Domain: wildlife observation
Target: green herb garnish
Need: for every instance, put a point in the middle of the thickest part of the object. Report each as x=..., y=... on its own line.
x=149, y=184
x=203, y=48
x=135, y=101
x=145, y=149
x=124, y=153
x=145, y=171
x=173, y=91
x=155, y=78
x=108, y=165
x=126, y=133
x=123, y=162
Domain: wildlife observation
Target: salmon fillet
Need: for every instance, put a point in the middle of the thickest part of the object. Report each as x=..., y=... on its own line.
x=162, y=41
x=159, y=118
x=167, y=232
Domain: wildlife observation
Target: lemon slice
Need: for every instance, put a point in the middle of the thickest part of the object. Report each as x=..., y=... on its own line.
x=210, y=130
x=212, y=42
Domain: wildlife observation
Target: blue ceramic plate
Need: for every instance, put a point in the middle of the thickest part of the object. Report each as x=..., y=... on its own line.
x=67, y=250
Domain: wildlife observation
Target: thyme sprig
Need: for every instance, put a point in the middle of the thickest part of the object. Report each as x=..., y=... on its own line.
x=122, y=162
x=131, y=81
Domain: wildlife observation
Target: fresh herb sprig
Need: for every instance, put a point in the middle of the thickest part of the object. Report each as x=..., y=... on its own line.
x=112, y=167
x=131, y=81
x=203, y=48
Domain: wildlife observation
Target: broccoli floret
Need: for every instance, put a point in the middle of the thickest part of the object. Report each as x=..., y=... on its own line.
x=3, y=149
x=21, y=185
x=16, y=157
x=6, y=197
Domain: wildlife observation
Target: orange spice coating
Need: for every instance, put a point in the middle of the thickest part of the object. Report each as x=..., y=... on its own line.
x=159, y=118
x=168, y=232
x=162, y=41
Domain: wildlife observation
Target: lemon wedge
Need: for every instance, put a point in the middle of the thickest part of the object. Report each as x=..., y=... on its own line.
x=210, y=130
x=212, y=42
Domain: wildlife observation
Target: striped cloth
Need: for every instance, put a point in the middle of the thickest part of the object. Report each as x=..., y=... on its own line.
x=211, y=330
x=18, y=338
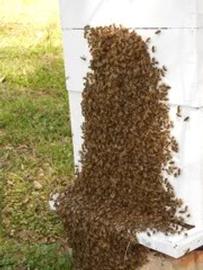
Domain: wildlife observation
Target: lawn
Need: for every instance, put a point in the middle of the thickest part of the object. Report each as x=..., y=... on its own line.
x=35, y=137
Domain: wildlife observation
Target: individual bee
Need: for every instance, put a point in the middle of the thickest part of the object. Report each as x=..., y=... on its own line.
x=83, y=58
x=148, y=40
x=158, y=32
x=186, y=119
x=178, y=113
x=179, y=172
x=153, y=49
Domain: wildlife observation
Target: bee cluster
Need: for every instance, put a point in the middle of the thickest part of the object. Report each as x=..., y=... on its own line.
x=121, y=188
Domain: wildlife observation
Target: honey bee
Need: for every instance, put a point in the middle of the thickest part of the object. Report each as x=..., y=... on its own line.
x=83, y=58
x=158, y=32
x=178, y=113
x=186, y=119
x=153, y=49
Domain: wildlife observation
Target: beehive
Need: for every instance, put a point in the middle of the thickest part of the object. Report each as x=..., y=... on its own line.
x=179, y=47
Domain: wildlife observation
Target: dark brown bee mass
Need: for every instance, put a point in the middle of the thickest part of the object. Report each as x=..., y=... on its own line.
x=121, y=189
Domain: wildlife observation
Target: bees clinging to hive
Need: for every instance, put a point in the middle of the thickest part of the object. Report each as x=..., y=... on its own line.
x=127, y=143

━━━━

■ **Exercise prompt**
Quote every record above exactly, leaving out any pictures.

■ **Reply**
Domain: wildlife observation
Target: green herb garnish
Need: for every instance, put a point in the middle of the thickest part of the object. Report each as x=..., y=... on its own line.
x=149, y=184
x=203, y=48
x=135, y=101
x=145, y=149
x=124, y=153
x=145, y=171
x=173, y=91
x=155, y=78
x=108, y=165
x=126, y=133
x=123, y=162
Domain: wildlife observation
Target: salmon fillet
Need: for every instance, put a point in the middle of the thickest part of the object. Report each as x=..., y=... on its own line.
x=162, y=41
x=159, y=118
x=167, y=232
Domain: wildlife observation
Target: lemon slice
Need: for every instance, put a point in the middle of the thickest part of the object. Report each as x=..., y=... on its own line.
x=210, y=130
x=212, y=42
Domain: wildlife observation
Target: blue ceramic plate
Need: for every instance, put a point in the middle of the thickest part of the object. Report each as x=..., y=... on its own line.
x=67, y=250
Domain: wildlife observation
Target: thyme sprig
Need: for every instance, put a point in the middle of the thickest part of the object. Report each as x=..., y=... on its own line.
x=122, y=162
x=131, y=81
Domain: wildlife observation
Target: fresh herb sprig
Need: for every instance, put a point in the middle of the thickest part of the object. Report each as x=..., y=... on its own line.
x=112, y=167
x=131, y=81
x=203, y=48
Domain: wildlife observation
Target: broccoli floret
Need: for every instance, put a point in the middle of the thickest part of the object. Report each as x=..., y=... on its own line.
x=3, y=149
x=21, y=185
x=16, y=157
x=6, y=197
Domain: wildlife observation
Target: orange spice coating
Need: for every instance, put a point in the middle of the thickest part of the object. Report each as x=..., y=... on its own line.
x=159, y=118
x=168, y=232
x=162, y=41
Domain: wildlife observation
Target: lemon wedge
Need: for every instance, put a point in the middle of the thickest part of the object. Report each as x=..., y=... on its own line.
x=210, y=130
x=212, y=42
Domain: wildlife observation
Target: striped cloth
Need: for every instance, put a point in the middle of the thickest part of the object. Report each as x=..., y=... on its own line.
x=211, y=330
x=18, y=338
Domain: wildlife observation
Target: lawn
Need: for every instance, put a point in the middle of the thickest part of the object. Report each as x=..., y=... on its own line.
x=35, y=137
Domain: wildlife observation
Target: individual bee
Need: for every instance, put a point in the middle of the thickest part of the object. Report each as x=..., y=... on its own line.
x=83, y=58
x=148, y=40
x=158, y=32
x=186, y=119
x=178, y=113
x=179, y=172
x=153, y=49
Domain: wildlife observation
Target: bee cluster
Need: for every instance, put a point in the middle of the thickest part of the object. Report each as x=..., y=... on its own line.
x=121, y=188
Domain: wildlife observation
Target: honey bee
Need: for every instance, put a point in the middle of the thickest part of the object. Report each as x=..., y=... on its own line.
x=83, y=58
x=158, y=32
x=178, y=113
x=186, y=119
x=153, y=49
Domain: wildlife observation
Target: beehive
Need: for every instance, put a point in the middle of the thickest part of the object. Report each as x=..., y=... on its own line.
x=179, y=47
Domain: wildlife observation
Target: dark brown bee mass
Need: for every instance, put a point in the middle of the thickest part of the object. Report each as x=..., y=... on its own line.
x=121, y=189
Domain: wildlife observation
Target: bees clinging to hive
Need: for every instance, put a point in the middle of the thickest part of the object. Report each as x=..., y=... on its own line.
x=127, y=143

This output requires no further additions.